[BEGIN Records shown]
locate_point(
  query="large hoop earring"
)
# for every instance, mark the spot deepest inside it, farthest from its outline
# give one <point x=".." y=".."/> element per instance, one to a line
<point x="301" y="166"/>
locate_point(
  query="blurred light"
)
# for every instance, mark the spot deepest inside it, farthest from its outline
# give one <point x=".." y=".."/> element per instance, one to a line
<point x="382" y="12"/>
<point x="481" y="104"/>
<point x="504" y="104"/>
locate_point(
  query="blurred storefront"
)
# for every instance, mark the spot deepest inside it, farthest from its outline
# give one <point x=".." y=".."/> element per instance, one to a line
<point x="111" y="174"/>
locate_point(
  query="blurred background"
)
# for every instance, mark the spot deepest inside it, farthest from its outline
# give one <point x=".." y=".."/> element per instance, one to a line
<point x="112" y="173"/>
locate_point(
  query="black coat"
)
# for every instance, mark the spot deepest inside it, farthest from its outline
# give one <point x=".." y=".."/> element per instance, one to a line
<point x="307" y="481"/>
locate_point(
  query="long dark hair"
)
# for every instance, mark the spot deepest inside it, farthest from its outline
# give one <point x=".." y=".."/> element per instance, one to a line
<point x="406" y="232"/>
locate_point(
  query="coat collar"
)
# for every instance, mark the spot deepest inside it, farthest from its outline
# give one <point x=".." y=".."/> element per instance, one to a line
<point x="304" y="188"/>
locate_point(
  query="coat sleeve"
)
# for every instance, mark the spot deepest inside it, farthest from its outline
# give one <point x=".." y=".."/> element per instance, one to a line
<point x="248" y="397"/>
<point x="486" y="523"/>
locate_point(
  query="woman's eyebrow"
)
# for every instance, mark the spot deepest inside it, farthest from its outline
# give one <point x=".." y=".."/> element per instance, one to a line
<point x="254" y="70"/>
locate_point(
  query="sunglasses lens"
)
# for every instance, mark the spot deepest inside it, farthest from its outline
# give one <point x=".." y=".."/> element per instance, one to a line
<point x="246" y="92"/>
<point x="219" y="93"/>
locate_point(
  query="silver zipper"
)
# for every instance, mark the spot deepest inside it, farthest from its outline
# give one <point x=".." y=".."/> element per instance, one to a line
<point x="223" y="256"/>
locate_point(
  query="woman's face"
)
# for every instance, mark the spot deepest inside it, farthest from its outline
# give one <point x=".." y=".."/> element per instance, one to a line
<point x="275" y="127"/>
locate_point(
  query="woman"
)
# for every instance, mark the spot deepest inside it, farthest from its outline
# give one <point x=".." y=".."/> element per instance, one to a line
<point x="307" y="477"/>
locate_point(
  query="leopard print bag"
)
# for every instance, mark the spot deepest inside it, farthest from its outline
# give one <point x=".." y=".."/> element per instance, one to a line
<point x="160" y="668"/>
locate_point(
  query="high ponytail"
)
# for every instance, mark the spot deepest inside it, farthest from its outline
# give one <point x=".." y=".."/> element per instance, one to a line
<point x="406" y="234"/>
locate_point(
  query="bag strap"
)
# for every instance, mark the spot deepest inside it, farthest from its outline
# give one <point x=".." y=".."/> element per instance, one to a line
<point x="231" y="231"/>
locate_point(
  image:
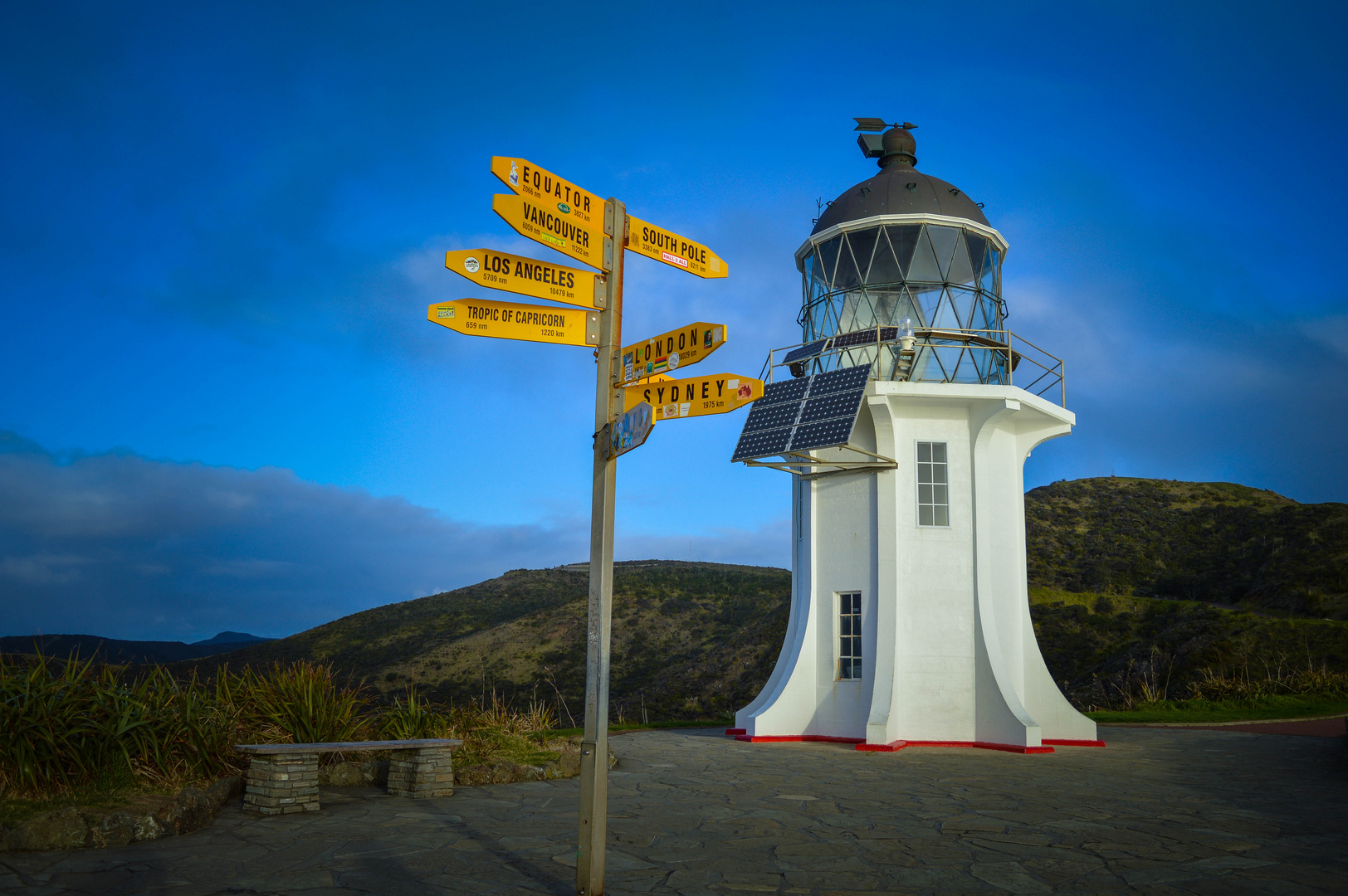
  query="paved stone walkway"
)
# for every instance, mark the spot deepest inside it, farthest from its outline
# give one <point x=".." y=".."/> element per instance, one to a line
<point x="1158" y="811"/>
[END Records shown]
[BEGIN Records shown]
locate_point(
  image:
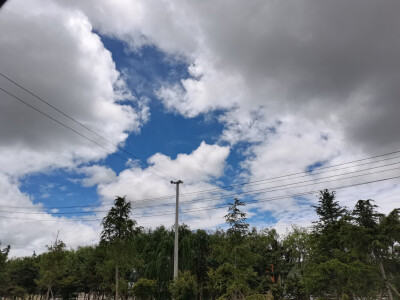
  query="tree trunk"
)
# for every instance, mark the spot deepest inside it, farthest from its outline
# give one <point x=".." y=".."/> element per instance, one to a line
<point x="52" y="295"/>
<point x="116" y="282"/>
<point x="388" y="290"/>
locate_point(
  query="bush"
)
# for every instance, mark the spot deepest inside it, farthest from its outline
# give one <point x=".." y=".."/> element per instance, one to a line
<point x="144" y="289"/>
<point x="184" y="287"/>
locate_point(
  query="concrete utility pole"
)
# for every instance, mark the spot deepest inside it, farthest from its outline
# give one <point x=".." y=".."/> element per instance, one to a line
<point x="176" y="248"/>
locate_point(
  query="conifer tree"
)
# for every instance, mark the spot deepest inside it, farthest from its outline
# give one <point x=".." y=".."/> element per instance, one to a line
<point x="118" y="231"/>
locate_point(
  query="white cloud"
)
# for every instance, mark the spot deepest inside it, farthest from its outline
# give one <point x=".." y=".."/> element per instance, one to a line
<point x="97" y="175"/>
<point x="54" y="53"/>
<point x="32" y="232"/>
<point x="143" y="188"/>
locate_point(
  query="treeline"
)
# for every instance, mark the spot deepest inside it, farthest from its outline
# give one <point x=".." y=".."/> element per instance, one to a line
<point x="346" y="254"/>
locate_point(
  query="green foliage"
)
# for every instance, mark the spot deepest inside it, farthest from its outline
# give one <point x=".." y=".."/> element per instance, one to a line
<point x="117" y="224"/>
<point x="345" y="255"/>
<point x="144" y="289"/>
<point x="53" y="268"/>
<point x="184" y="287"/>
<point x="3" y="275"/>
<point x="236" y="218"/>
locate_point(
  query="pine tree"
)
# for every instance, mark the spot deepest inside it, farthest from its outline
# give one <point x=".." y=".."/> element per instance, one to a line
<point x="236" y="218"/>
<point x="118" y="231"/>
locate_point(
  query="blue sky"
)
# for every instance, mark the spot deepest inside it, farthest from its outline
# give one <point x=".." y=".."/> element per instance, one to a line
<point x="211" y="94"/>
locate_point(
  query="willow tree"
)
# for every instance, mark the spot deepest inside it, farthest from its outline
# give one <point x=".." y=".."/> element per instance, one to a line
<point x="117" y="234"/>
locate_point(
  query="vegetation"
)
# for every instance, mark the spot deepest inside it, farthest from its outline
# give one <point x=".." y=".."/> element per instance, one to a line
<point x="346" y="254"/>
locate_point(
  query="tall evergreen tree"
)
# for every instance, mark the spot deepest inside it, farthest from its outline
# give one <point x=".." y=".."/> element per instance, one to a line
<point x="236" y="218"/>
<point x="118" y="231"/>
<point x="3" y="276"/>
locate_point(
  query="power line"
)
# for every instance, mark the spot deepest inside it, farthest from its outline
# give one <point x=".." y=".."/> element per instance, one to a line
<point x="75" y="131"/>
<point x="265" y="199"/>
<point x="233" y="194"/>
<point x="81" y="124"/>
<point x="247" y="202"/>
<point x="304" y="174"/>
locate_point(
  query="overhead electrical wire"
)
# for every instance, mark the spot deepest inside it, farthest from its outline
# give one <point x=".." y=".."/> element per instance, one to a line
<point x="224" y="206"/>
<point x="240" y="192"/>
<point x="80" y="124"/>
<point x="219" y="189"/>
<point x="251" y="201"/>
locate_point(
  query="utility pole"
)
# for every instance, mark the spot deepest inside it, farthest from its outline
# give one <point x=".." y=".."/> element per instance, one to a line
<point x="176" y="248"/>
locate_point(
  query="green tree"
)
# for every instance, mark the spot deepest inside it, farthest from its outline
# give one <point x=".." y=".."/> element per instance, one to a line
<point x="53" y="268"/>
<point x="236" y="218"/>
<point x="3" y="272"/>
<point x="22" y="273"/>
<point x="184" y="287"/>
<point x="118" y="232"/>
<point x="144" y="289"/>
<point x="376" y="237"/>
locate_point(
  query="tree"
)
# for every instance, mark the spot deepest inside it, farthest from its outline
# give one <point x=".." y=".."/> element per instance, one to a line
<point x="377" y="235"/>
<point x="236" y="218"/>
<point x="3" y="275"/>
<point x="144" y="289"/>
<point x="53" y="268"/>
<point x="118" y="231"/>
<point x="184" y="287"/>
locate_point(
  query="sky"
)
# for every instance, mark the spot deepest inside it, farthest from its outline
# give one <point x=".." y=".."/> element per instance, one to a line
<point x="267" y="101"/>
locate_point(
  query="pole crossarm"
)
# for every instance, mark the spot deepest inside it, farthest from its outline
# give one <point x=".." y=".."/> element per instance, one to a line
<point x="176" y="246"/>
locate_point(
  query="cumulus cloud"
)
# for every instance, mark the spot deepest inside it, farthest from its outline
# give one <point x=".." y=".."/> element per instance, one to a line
[END Records shown]
[BEGIN Records shown]
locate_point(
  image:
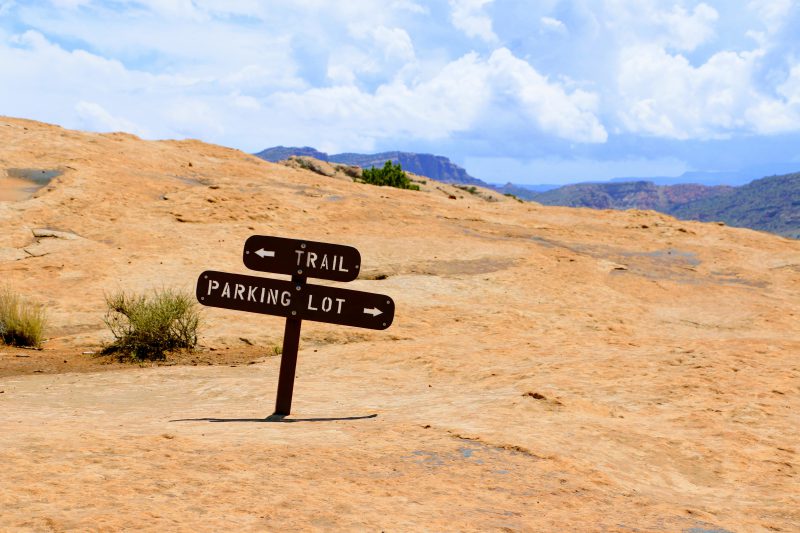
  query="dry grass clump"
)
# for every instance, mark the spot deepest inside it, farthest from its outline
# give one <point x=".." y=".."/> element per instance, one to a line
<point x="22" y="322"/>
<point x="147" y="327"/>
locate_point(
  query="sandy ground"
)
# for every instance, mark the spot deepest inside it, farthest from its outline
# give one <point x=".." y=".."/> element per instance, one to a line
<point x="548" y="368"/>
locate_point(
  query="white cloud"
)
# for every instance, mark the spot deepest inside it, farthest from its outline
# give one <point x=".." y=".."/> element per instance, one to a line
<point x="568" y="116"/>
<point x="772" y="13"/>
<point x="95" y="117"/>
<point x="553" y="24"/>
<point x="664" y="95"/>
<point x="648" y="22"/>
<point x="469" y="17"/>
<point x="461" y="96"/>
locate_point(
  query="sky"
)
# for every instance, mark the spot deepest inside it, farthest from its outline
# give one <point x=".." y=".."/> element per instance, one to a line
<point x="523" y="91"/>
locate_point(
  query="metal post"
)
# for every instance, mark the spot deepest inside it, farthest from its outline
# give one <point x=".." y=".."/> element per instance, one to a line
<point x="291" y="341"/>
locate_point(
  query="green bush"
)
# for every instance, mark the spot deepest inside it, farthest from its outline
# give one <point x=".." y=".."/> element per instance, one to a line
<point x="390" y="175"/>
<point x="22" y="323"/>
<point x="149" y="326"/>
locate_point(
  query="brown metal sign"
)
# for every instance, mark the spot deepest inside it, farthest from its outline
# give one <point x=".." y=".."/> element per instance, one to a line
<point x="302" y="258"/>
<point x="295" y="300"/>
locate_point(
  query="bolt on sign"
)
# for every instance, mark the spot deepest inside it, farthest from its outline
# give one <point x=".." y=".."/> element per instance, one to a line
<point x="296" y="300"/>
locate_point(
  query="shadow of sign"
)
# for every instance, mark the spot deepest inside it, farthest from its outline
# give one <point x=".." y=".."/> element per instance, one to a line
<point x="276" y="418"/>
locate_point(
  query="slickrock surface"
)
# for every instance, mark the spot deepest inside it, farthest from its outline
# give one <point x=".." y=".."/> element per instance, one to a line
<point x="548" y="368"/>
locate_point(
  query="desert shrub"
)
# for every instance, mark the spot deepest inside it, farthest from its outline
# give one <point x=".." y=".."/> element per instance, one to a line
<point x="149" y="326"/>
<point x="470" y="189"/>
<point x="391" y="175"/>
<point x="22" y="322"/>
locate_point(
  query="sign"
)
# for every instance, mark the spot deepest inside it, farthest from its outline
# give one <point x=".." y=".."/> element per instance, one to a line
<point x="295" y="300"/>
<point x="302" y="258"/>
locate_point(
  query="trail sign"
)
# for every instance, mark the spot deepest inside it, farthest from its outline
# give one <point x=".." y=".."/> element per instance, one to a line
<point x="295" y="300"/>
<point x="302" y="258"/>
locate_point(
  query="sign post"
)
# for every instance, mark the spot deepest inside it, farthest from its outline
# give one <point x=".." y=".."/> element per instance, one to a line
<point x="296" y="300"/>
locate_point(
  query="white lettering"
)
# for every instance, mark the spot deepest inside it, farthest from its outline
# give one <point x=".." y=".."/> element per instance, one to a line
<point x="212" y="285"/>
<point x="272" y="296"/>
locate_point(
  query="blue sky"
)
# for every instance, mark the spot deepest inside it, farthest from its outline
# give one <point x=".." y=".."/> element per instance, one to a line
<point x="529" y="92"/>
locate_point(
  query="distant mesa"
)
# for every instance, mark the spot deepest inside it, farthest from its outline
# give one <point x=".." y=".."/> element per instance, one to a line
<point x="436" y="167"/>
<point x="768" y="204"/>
[END Records shown]
Extract every line of the rows above that contains the string "utility", matching case exactly.

▶ _Exercise answer_:
  query="concrete utility pole"
  query="utility pole"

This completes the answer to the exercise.